**Exercise**
Count the lines of the material below that contain the string "query", with case counting, and reply with only that number.

— Begin Source material —

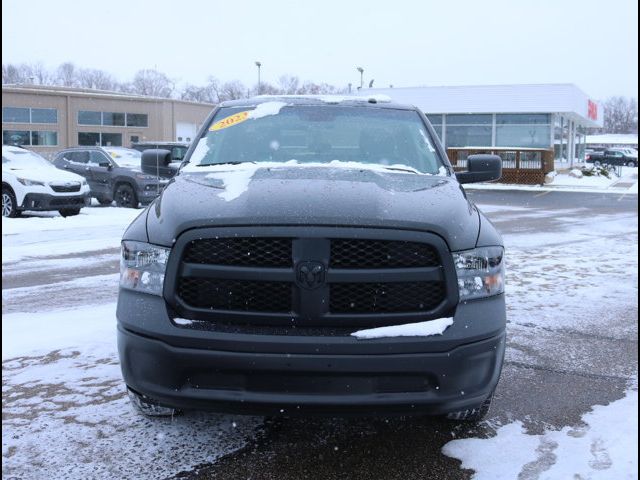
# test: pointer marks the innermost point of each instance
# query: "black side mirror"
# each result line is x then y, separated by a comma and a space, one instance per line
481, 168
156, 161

— End Source material —
— Begin Source material —

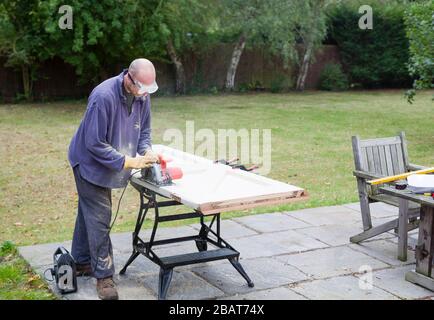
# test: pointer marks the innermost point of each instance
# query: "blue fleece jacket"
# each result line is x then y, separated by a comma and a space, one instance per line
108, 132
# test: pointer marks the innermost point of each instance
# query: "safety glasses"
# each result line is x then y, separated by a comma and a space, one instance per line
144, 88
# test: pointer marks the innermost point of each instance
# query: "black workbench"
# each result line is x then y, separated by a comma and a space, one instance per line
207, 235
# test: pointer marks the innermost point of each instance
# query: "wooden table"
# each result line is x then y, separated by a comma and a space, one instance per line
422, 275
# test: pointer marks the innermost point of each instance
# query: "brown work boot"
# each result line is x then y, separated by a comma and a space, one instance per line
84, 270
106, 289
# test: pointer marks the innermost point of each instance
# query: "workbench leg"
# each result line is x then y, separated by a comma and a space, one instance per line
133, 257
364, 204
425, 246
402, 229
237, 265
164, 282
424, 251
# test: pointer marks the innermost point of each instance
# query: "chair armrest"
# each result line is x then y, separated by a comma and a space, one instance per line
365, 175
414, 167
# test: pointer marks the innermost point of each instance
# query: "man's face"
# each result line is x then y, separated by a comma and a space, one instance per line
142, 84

— End Source material —

**Full output**
9